*WHAT THE TASK REQUIRES*.
Copy the records below character for character.
________
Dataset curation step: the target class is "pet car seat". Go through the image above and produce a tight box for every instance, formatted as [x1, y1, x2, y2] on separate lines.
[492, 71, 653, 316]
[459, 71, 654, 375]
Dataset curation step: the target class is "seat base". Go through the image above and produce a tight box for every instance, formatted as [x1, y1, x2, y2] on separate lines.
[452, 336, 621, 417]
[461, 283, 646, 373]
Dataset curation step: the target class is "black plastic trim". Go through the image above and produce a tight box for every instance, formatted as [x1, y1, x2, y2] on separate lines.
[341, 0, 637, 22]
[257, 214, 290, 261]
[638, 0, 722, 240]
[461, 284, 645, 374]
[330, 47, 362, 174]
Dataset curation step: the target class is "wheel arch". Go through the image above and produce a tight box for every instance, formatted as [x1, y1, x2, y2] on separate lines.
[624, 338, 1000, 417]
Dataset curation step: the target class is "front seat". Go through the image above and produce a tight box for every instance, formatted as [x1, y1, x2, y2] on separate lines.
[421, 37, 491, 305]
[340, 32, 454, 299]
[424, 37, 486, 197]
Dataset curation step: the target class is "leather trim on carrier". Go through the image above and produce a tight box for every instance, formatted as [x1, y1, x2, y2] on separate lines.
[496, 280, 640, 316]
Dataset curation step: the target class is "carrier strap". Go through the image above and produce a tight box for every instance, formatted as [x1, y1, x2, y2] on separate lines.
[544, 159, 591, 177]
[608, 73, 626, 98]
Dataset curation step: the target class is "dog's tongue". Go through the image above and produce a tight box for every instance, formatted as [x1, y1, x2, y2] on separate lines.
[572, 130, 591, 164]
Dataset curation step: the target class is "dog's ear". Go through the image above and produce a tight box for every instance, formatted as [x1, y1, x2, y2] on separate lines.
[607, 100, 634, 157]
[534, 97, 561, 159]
________
*SOLUTION TO THE EXERCISE*.
Dataset curation step: the target class is "pet car seat". Go through the image above and produce a tight box for every instance, formatted as [x1, y1, x2, y2] on separate lines.
[492, 71, 653, 316]
[459, 71, 654, 375]
Dataset curation step: the target class is "seat base". Go through the image above and produce a tight box for every instance, formatted as [x1, y1, x2, y2] on separate lines.
[452, 336, 621, 417]
[461, 283, 646, 373]
Dataset curation step: the target class is "black plastic trim". Go through the image above and produce a tight box for every instance, formatted as [x1, y1, x2, y2] on separate lines.
[341, 0, 637, 22]
[257, 214, 290, 261]
[638, 0, 722, 240]
[461, 284, 645, 374]
[330, 47, 362, 174]
Dataset curation step: the target class is "wheel arch". Go through the image above and produce a tight box for every instance, formatted as [x1, y1, x2, y2] on separate lines.
[624, 338, 1000, 417]
Dataset curation step: the target class is "front seat". Go through the image above and produce a tight box for every instance, formatted as [x1, y1, x2, y2] on separate lines.
[421, 37, 491, 305]
[340, 32, 454, 299]
[424, 37, 486, 197]
Dataset curation step: the target class is "leather trim on carrier". Go through the image above and produce a tight box for every instance, formatted as [x1, y1, x2, y2] on separate lines.
[496, 280, 640, 316]
Dataset curation step: the target class is "carrier strap". Go through the image above and produce a tight box for every instance, formatted as [x1, y1, x2, y2] on separate lines.
[544, 159, 591, 177]
[608, 73, 626, 98]
Dataset curation step: the target class is "dog's tongue". Go through the image above and produce a tight box for every instance, formatted as [x1, y1, x2, y2] on separate lines.
[572, 130, 591, 164]
Dataset curation step: the target class is "dog's ear". Go through the image above and produce a tight box for every instance, formatted as [x1, y1, x2, y2] on separate lines.
[607, 100, 634, 157]
[534, 97, 561, 159]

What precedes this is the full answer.